About this exercise: Your answer should be the line containing "box: [0, 533, 52, 622]" and every line after it to the end of the records below, word for word.

[Items from a dataset]
########################################
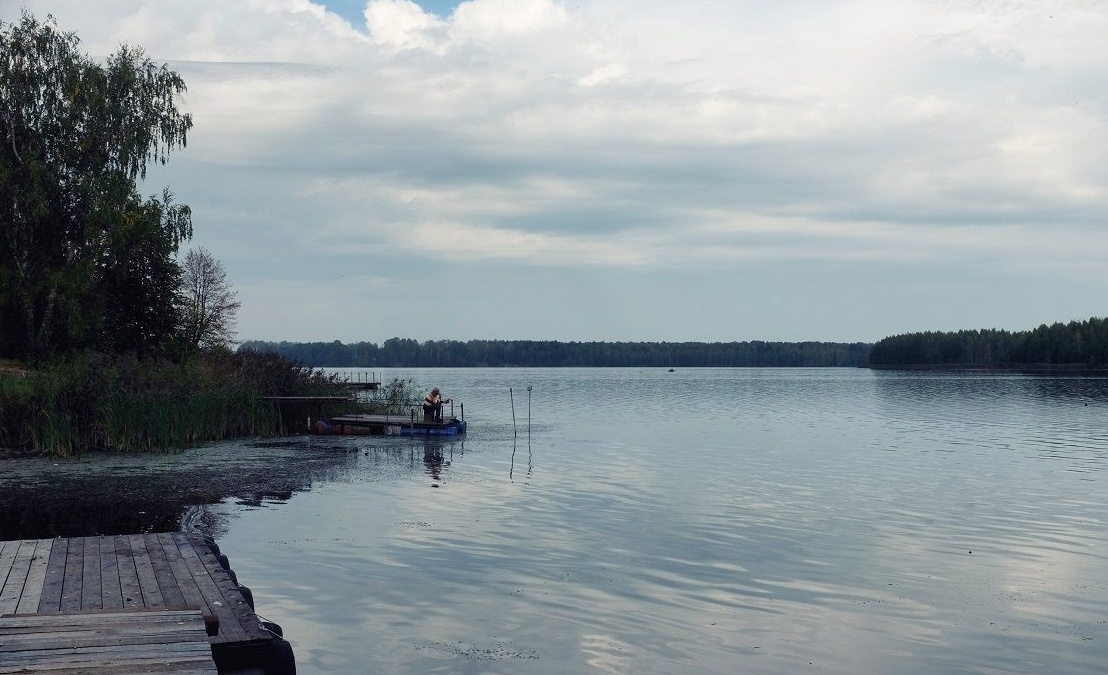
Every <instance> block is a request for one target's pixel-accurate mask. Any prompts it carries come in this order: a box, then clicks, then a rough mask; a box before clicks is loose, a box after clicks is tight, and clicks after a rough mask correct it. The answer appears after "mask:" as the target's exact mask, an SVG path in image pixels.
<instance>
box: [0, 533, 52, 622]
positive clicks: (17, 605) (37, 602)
mask: <svg viewBox="0 0 1108 675" xmlns="http://www.w3.org/2000/svg"><path fill="white" fill-rule="evenodd" d="M33 543H34V552H33V553H32V554H31V566H30V569H29V570H28V572H27V582H25V583H24V584H23V593H22V595H20V597H19V604H18V605H16V614H34V613H35V612H38V611H39V601H40V600H41V599H42V590H43V585H44V584H45V580H47V569H48V566H49V565H50V550H51V549H52V548H53V540H49V539H47V540H39V541H35V542H33ZM0 614H3V612H0Z"/></svg>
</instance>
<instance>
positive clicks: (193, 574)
mask: <svg viewBox="0 0 1108 675" xmlns="http://www.w3.org/2000/svg"><path fill="white" fill-rule="evenodd" d="M274 628H276V630H277V631H278V632H279V628H278V627H276V626H274V625H273V624H266V625H264V624H263V622H261V620H260V618H259V617H258V616H257V614H255V613H254V607H253V595H252V593H250V591H249V589H246V587H245V586H239V585H238V583H237V580H236V579H235V575H234V572H232V571H230V570H229V565H227V563H226V558H224V556H222V555H219V554H218V549H217V548H215V546H214V545H213V544H209V543H208V542H206V541H204V540H203V539H201V538H199V536H195V535H187V534H185V533H182V532H161V533H151V534H130V535H115V536H80V538H73V539H48V540H23V541H4V542H0V673H22V672H35V671H55V672H57V671H61V672H73V671H78V672H89V673H215V672H218V673H224V674H228V673H246V672H248V673H258V674H260V673H265V674H267V675H268V674H278V673H279V674H285V673H295V664H294V661H293V653H291V647H289V645H288V643H287V642H285V641H284V640H281V638H280V637H279V636H278V634H277V633H276V632H275V631H274Z"/></svg>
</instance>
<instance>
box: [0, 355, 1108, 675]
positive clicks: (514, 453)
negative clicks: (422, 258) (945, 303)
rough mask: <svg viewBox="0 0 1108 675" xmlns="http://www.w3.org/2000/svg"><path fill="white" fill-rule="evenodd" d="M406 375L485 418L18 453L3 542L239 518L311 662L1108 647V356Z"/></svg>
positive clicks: (263, 590) (410, 371) (315, 665)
########################################
Output of the exercise:
box: [0, 533, 52, 622]
positive clicks: (17, 605) (37, 602)
mask: <svg viewBox="0 0 1108 675" xmlns="http://www.w3.org/2000/svg"><path fill="white" fill-rule="evenodd" d="M33 543H34V552H33V553H32V554H31V566H30V569H29V570H28V572H27V582H25V583H24V584H23V593H22V595H20V597H19V604H18V605H16V614H34V613H35V612H38V611H39V601H40V600H41V599H42V590H43V585H44V584H45V580H47V569H48V566H49V565H50V550H51V549H52V548H53V540H49V539H47V540H39V541H35V542H33ZM0 614H3V612H0Z"/></svg>
</instance>
<instance>
positive clicks: (193, 574)
mask: <svg viewBox="0 0 1108 675" xmlns="http://www.w3.org/2000/svg"><path fill="white" fill-rule="evenodd" d="M274 628H276V630H277V631H278V632H279V628H278V627H276V626H274V625H273V624H266V625H264V624H263V622H261V620H260V618H259V617H258V616H257V614H255V613H254V607H253V595H252V593H250V591H249V589H246V587H245V586H239V585H238V583H237V580H236V579H235V575H234V572H232V571H230V570H229V565H227V563H226V558H224V556H222V555H219V554H218V549H217V548H215V546H214V545H213V544H209V543H208V542H206V541H204V540H203V539H201V538H199V536H195V535H187V534H185V533H182V532H161V533H151V534H130V535H115V536H80V538H73V539H48V540H23V541H4V542H0V673H22V672H35V671H55V672H57V671H61V672H73V671H78V672H89V673H215V672H218V673H224V674H228V673H246V672H248V673H258V674H260V673H265V674H267V675H268V674H278V673H279V674H285V673H295V664H294V661H293V653H291V647H289V645H288V643H287V642H285V641H284V640H281V638H280V637H279V636H278V634H277V633H276V632H275V631H274Z"/></svg>
</instance>
<instance>
box: [0, 355, 1108, 675]
positive clicks: (514, 453)
negative clicks: (422, 258) (945, 303)
rough mask: <svg viewBox="0 0 1108 675" xmlns="http://www.w3.org/2000/svg"><path fill="white" fill-rule="evenodd" d="M406 375L485 418L18 453L3 542L239 518L311 662L1108 647V356Z"/></svg>
positive clicks: (263, 590) (410, 371) (315, 665)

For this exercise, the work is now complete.